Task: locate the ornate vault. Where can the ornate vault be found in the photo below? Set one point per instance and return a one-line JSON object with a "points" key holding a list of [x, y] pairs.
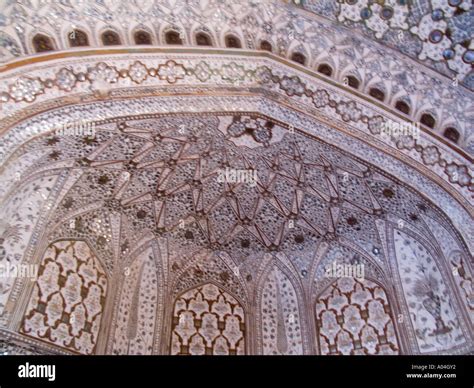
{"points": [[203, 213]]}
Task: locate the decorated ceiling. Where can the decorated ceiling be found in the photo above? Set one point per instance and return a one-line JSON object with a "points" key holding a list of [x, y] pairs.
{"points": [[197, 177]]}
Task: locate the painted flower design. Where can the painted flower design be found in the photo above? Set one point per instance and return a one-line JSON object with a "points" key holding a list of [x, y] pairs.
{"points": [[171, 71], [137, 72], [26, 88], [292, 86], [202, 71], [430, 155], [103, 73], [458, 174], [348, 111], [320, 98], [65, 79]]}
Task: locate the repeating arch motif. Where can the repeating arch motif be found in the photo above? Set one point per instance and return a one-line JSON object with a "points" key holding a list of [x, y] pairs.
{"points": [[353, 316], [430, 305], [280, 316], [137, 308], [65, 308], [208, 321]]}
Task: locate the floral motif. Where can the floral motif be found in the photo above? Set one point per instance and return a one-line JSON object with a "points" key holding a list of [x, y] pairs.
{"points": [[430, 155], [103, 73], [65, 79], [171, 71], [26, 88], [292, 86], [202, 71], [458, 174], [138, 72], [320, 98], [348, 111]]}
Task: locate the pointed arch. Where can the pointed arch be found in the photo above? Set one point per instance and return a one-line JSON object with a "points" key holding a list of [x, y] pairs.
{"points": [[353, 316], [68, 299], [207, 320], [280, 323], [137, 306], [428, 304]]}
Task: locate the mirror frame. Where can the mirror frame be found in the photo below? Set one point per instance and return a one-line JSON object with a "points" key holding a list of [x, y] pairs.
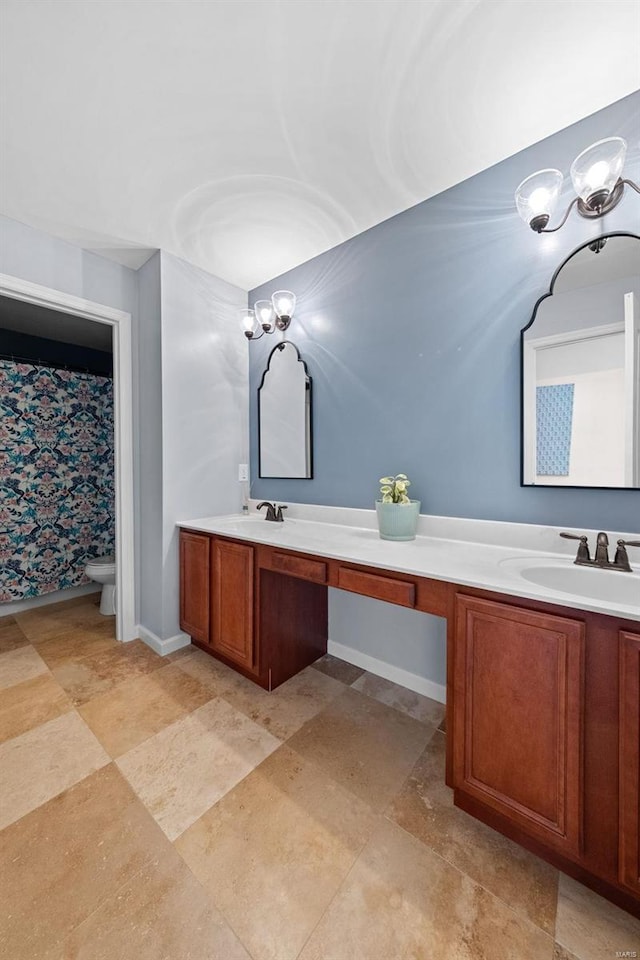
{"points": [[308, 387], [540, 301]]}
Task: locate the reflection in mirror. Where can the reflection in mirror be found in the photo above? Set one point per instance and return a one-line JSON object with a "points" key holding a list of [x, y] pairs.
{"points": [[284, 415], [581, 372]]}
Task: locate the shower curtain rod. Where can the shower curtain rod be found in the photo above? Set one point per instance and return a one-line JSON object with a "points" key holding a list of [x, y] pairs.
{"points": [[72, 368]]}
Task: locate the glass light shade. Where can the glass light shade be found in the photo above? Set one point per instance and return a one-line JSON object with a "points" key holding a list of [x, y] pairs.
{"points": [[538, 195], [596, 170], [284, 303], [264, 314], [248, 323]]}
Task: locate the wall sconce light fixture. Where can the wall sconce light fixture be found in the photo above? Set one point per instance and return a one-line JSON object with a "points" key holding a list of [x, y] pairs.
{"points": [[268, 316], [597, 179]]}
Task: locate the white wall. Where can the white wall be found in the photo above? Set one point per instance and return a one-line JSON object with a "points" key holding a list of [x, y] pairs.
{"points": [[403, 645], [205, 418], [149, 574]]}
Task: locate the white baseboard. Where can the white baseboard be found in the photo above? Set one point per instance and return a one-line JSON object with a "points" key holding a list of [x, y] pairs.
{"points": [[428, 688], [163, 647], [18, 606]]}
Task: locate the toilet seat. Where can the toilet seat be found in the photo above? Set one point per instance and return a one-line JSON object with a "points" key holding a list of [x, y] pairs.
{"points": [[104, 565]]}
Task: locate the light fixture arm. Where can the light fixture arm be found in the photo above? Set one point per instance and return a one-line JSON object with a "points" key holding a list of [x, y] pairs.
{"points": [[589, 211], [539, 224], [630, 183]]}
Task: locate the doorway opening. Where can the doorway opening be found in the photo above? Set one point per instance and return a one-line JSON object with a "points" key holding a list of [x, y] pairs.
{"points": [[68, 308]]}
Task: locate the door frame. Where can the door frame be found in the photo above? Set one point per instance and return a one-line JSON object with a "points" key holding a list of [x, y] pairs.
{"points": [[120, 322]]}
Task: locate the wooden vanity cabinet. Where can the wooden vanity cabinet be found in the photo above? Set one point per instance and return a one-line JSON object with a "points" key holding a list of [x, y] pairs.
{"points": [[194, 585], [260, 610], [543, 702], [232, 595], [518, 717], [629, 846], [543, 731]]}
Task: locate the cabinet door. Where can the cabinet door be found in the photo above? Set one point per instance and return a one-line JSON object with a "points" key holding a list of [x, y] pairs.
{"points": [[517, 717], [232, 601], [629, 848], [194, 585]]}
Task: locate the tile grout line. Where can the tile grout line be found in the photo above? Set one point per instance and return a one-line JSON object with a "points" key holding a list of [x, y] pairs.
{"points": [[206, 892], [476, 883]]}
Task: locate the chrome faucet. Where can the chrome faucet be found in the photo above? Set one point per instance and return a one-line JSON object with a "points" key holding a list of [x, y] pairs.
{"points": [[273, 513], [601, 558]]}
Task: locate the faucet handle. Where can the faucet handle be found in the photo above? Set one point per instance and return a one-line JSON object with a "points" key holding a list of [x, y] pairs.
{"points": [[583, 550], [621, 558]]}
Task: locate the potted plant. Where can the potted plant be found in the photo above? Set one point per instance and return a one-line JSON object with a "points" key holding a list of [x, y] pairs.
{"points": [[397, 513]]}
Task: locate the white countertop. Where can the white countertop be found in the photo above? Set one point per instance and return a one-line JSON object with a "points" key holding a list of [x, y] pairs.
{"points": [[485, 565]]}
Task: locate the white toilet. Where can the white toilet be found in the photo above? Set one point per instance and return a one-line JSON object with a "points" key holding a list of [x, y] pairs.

- - -

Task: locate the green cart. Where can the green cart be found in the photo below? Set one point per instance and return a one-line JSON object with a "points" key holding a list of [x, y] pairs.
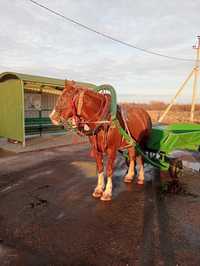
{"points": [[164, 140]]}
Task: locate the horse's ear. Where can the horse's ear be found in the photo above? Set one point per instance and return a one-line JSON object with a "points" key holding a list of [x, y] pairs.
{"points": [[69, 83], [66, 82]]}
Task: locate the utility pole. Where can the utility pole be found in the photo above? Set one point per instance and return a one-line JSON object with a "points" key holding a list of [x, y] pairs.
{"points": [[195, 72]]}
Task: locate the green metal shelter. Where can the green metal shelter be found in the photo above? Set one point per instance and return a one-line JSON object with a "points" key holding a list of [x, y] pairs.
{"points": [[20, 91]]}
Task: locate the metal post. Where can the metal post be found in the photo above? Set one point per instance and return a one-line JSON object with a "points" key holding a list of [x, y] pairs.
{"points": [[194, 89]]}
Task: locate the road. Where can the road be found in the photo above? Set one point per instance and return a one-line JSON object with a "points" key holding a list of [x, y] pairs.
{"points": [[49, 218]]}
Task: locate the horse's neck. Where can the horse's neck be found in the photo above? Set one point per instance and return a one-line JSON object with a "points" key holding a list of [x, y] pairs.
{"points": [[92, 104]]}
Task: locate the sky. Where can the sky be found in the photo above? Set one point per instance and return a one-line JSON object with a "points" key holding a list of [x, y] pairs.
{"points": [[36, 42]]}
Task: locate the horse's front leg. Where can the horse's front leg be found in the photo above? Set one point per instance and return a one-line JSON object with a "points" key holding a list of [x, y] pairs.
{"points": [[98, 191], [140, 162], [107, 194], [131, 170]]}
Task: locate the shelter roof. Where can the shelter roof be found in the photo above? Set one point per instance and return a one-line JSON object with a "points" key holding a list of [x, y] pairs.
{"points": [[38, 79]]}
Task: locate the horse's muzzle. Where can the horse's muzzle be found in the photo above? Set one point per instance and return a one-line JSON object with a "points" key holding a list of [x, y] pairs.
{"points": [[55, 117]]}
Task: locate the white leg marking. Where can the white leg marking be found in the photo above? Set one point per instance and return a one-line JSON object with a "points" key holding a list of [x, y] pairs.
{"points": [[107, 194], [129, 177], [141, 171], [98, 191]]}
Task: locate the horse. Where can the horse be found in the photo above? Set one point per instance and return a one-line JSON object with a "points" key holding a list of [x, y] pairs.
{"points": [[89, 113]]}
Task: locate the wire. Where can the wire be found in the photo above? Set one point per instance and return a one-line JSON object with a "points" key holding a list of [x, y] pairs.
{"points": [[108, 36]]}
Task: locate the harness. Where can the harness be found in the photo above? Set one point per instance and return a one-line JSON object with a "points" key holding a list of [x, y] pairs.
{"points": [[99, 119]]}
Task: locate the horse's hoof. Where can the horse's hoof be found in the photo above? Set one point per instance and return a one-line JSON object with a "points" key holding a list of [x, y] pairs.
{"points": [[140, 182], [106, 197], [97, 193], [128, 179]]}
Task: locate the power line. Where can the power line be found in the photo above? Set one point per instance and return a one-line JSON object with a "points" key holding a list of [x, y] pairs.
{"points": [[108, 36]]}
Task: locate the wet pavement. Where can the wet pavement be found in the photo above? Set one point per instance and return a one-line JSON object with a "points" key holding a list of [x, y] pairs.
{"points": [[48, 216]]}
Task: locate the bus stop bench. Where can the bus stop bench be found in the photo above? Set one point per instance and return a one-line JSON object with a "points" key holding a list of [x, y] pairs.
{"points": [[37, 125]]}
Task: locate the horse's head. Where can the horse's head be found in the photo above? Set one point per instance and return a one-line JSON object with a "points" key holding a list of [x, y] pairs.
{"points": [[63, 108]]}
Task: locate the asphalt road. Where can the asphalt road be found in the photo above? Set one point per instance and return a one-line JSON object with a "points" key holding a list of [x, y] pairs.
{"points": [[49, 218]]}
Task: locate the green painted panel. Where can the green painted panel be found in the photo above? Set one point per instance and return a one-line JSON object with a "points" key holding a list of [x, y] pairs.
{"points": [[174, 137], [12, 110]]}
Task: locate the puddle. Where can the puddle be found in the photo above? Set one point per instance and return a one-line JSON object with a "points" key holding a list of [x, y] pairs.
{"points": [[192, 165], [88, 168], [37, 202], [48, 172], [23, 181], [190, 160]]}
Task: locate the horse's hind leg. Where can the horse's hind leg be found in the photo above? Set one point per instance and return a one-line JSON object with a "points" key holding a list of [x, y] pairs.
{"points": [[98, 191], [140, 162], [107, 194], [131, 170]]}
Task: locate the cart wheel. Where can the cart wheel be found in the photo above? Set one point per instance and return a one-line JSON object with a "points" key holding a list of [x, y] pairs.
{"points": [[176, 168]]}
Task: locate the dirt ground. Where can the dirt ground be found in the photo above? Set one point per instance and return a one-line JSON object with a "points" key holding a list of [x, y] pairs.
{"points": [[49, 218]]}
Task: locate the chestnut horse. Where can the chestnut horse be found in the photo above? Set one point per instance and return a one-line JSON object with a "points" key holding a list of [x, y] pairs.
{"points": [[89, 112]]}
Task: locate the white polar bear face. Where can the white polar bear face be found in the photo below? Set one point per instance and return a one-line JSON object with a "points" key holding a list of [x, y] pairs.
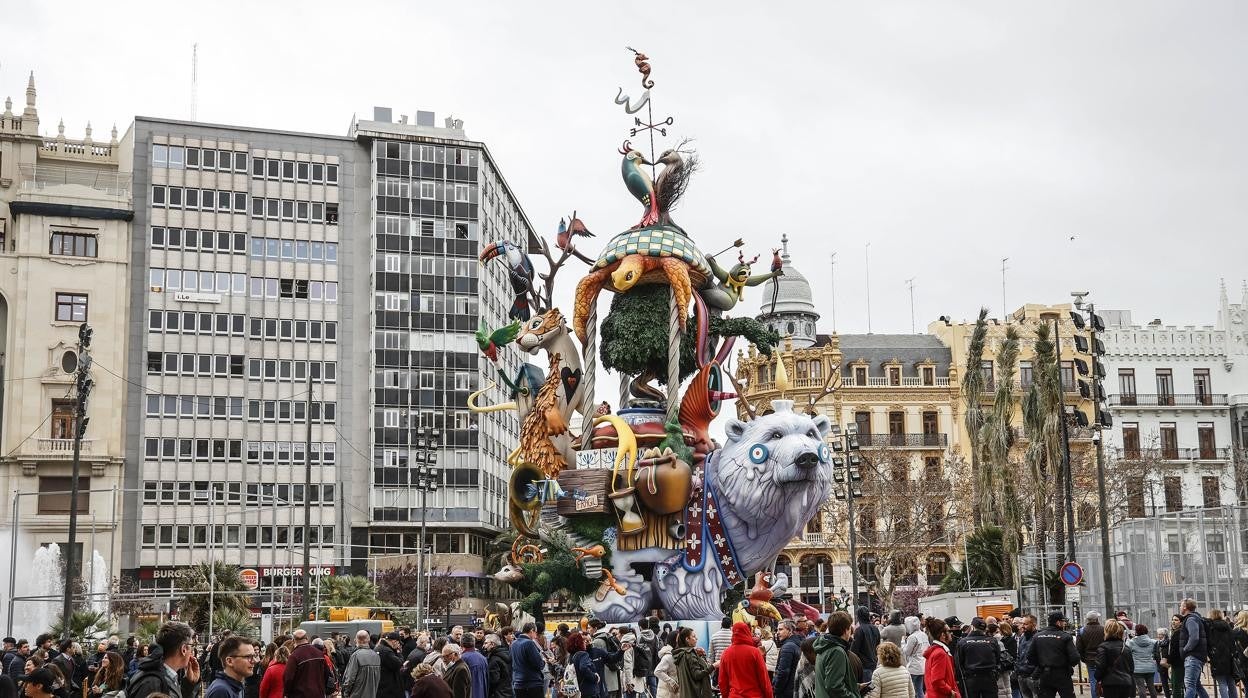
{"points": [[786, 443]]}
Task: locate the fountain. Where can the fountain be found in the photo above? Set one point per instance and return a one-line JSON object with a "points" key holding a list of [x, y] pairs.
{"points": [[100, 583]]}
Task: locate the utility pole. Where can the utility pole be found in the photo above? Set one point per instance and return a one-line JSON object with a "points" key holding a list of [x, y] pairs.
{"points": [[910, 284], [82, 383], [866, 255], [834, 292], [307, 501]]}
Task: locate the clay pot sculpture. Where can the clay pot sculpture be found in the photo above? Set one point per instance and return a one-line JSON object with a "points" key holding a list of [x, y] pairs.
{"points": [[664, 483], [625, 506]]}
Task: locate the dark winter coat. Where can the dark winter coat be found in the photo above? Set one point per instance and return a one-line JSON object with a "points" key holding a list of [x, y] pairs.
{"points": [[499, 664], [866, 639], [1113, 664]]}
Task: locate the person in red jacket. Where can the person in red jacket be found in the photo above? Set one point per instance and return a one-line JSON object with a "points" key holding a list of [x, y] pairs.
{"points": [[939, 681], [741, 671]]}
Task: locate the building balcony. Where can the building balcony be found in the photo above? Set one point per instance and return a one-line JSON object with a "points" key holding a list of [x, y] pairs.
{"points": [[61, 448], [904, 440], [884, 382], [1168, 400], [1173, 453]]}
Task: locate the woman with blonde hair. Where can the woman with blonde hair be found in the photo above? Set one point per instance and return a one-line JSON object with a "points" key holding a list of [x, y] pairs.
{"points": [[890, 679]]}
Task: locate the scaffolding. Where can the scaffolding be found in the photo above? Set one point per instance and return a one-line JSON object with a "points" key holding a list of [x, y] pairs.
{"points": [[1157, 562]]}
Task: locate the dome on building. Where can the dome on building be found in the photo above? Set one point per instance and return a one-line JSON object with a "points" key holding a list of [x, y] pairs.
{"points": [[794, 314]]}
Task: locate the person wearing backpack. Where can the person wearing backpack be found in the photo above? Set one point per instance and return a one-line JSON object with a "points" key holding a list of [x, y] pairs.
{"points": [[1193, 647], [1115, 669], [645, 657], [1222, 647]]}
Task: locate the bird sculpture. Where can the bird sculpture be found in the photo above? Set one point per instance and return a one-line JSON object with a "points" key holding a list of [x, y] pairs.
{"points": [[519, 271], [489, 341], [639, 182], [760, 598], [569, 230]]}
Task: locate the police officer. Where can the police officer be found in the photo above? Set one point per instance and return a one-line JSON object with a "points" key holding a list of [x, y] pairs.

- - -

▶ _Stated problem_
Count the lines above that contain the string "shelter", treating uppercase and lowercase as different. Reply with the number alone.

▶ _Solution to this exercise_
2